◆ Task objective: Pull out each line below that contains the string "gable". Case counts.
:: Entries supplied
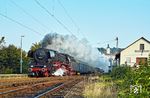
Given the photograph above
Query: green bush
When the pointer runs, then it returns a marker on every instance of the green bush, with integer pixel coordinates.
(132, 76)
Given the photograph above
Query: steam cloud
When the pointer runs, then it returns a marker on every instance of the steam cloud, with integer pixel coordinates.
(79, 49)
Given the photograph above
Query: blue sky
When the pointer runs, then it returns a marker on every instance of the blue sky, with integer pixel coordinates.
(99, 20)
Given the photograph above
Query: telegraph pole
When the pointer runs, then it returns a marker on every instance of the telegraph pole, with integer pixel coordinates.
(21, 55)
(116, 42)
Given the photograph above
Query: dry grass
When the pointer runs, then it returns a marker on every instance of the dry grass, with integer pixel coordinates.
(100, 89)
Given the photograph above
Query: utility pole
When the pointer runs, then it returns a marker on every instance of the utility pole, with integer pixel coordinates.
(116, 42)
(21, 56)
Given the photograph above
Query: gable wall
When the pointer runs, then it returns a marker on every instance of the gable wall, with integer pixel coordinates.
(133, 52)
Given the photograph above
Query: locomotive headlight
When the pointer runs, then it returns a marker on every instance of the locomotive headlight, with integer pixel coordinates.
(31, 66)
(44, 66)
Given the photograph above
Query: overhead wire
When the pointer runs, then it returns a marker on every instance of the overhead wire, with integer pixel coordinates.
(23, 10)
(13, 20)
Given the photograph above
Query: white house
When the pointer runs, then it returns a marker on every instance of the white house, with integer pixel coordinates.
(136, 53)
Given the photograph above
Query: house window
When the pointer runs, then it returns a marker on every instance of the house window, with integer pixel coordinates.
(128, 59)
(142, 47)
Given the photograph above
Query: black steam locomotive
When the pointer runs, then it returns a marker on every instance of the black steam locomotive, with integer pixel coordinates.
(47, 62)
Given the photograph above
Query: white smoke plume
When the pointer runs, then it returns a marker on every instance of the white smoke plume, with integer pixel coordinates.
(79, 49)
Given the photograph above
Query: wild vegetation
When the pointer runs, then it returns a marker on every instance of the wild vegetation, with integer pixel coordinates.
(101, 88)
(10, 58)
(132, 82)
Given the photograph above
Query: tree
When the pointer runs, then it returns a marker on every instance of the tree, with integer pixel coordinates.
(2, 41)
(10, 60)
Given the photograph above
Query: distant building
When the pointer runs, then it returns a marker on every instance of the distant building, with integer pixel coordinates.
(136, 53)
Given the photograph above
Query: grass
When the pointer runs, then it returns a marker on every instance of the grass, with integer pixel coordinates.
(103, 88)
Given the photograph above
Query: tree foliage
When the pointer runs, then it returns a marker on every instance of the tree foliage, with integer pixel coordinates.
(10, 60)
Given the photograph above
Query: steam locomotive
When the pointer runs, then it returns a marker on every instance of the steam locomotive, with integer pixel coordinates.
(47, 62)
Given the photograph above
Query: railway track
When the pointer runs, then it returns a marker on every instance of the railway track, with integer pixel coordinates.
(58, 87)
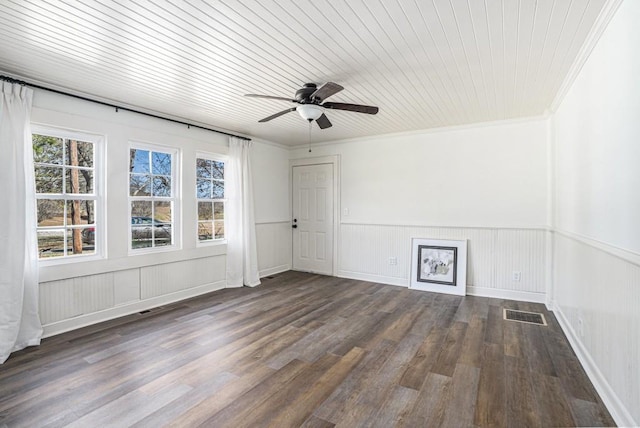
::::
◆ Exercise response:
Query: gable wall
When the pointer runs, then it returns a marker on every instance of the gable wall, with integer pixel coordinates.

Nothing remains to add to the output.